Start of GIVEN DATA

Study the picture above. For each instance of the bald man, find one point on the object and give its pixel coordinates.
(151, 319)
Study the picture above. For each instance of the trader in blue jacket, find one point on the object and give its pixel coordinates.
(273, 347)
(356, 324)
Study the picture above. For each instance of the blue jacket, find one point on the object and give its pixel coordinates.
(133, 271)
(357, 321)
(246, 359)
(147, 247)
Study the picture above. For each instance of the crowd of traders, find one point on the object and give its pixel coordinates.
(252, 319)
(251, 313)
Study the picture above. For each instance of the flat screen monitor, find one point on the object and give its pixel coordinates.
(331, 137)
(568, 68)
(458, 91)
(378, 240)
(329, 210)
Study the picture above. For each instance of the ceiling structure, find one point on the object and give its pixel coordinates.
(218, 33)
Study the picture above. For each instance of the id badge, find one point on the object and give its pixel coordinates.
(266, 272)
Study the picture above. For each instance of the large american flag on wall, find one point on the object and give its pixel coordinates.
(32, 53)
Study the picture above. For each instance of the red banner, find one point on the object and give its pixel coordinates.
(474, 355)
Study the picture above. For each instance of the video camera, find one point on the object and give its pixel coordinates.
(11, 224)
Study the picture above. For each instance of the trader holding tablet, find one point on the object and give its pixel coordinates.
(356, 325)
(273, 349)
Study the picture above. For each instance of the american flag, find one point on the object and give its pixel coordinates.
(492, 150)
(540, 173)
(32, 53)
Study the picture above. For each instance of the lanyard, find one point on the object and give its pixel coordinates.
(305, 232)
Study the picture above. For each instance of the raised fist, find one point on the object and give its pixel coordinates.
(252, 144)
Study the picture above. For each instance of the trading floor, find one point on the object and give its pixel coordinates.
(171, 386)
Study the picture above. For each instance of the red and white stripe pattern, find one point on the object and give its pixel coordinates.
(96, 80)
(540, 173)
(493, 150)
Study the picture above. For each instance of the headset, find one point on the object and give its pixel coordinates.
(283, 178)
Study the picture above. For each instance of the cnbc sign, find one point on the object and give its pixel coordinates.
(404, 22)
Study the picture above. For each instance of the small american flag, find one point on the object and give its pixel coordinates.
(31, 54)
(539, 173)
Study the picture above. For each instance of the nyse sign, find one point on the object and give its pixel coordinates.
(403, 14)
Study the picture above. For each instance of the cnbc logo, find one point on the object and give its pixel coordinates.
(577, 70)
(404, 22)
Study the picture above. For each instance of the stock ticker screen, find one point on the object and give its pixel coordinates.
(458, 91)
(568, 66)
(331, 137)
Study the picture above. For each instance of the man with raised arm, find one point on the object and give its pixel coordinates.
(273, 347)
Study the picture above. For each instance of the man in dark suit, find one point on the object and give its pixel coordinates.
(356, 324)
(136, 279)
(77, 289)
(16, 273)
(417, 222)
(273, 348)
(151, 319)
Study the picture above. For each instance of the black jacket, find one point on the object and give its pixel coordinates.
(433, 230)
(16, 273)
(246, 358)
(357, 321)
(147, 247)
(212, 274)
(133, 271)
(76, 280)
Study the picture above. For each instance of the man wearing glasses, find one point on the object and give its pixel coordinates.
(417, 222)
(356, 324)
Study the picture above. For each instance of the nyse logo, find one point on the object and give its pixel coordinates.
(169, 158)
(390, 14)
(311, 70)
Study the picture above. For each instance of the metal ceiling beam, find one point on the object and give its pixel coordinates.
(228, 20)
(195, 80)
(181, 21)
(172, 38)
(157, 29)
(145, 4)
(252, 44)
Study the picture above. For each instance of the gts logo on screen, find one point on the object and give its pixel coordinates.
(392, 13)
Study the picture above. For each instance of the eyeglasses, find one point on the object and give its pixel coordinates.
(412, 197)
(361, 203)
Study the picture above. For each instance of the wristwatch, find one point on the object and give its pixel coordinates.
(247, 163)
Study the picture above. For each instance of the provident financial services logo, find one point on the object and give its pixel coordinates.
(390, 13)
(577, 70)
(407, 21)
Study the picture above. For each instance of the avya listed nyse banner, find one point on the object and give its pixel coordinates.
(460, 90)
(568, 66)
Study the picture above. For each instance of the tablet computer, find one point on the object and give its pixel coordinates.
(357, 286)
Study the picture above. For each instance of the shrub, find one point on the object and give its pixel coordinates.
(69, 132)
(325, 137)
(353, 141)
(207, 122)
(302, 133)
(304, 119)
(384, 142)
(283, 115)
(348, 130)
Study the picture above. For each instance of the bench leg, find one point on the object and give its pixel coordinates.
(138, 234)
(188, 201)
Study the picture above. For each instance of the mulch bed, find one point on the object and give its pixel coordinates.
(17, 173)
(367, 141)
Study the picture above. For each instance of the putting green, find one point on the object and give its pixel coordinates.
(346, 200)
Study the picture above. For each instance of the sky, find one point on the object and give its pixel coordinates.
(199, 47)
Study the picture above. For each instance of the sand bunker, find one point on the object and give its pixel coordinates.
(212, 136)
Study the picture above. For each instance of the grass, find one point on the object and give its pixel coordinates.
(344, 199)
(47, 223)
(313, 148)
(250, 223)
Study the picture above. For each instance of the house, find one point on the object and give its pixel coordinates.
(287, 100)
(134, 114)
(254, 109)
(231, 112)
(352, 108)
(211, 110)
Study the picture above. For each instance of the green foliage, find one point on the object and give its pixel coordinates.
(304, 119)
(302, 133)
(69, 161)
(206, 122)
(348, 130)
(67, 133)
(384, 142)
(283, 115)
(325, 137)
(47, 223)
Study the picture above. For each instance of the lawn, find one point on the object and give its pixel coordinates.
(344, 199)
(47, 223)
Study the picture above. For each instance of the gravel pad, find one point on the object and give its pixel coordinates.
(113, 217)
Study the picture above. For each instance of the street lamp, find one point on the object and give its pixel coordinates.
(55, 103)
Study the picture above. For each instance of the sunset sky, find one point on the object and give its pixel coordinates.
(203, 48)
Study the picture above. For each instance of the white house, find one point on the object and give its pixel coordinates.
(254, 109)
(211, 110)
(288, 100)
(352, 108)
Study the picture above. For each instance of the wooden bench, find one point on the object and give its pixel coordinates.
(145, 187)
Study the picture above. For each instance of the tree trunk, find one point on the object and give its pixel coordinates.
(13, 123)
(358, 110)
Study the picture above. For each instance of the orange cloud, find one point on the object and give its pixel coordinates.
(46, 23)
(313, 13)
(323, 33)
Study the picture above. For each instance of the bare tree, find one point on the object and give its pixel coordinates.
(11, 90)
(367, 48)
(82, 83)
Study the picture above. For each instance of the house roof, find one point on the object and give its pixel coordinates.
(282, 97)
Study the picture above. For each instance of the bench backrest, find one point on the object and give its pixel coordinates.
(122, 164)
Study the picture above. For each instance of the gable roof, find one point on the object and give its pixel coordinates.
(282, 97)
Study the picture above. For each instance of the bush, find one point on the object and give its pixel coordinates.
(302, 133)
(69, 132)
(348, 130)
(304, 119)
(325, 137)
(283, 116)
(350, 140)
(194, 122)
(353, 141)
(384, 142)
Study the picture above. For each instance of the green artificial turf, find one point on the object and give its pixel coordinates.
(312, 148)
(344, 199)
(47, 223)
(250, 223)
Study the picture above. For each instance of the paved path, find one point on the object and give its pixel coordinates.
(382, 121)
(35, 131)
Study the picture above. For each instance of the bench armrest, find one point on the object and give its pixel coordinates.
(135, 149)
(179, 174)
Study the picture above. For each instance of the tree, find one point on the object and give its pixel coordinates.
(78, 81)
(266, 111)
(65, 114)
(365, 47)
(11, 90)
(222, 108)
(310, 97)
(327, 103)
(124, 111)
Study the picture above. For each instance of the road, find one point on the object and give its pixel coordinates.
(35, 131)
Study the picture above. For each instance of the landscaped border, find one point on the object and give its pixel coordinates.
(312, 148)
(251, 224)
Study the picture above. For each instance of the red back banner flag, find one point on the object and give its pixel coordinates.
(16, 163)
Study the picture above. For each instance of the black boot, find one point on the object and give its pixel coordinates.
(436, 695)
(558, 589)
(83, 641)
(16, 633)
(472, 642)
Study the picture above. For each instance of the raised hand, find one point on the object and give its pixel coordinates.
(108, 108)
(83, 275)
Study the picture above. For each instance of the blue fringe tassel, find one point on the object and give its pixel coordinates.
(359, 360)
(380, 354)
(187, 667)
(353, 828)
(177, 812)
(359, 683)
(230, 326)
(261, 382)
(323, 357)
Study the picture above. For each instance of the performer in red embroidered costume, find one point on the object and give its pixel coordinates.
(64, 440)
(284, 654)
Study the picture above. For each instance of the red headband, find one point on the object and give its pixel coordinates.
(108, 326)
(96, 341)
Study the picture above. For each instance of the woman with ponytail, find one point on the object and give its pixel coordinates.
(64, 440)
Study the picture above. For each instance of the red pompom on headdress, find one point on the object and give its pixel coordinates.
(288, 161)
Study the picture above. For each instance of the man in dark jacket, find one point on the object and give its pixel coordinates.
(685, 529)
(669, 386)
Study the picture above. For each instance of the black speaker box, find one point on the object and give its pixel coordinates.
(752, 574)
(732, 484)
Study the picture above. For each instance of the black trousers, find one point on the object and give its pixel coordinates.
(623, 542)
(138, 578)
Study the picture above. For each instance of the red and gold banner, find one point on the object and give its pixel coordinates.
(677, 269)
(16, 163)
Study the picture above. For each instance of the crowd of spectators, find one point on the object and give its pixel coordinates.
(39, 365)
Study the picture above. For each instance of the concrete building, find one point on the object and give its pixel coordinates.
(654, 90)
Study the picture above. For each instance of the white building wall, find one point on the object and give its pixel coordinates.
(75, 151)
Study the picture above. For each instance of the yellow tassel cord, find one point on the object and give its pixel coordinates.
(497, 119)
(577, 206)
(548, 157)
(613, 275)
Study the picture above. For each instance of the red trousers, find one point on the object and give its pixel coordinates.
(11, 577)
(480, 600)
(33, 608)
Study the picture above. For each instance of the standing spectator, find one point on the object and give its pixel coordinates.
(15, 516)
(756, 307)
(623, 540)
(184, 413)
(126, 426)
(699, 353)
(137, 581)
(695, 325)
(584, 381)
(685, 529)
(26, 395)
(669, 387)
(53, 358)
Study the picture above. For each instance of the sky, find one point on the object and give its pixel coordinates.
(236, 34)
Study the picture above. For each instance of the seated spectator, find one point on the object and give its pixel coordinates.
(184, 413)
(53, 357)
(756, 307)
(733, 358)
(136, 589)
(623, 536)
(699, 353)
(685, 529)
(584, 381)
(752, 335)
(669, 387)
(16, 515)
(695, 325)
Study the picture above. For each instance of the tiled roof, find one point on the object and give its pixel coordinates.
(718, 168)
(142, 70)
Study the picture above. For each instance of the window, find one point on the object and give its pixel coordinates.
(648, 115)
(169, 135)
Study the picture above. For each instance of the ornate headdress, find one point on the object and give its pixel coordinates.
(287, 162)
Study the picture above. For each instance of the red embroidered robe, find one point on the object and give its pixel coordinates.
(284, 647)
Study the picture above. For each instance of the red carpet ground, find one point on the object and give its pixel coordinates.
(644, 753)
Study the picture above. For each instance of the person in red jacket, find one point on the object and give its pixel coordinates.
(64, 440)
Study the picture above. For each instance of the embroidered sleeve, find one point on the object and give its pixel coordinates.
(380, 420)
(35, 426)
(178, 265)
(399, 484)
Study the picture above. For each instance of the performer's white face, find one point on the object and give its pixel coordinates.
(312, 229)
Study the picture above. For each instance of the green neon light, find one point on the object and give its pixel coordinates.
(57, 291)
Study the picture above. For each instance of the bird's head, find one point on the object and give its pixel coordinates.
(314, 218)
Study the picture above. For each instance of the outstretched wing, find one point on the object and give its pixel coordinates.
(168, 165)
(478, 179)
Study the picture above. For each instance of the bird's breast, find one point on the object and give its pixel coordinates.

End of GIVEN DATA

### ASSIGNMENT
Return word for word the line with "Study the picture above. For each instance of the ornate" and every line after it through the end of the records above.

### RESULT
Study the picture above. For each instance of the ornate headdress, find one point on the object and give its pixel coordinates.
(287, 162)
Study the picture above. For each instance of the red embroidered robe, find one point on the object and give its pixel coordinates.
(284, 647)
Study the picture above. For each instance of the red carpet ground, find one point on the object and give its pixel coordinates.
(644, 753)
Study the picture above. For each instance of the person in red jacket, find one point on the object and give its pixel coordinates.
(64, 440)
Study the picture above. For each instance of the embroidered sleeve, find one point on the object and give its pixel coordinates.
(380, 420)
(35, 426)
(178, 265)
(399, 484)
Study the picture above. For each instance of the performer's white face, find one point on the object and give its pixel coordinates.
(312, 229)
Study the picture above. For each instance of the green neon light, find one point on the object and give its pixel coordinates.
(57, 291)
Study the picture above. For each instance of the bird's head, find one point on the object and give its pixel coordinates.
(314, 218)
Study the picture above. For each instance of the outstretched wing, find one point on the object and give its pixel coordinates.
(168, 165)
(478, 179)
Study the picture above. For each instance of the bird's breast, find one point on the object and give its pixel coordinates.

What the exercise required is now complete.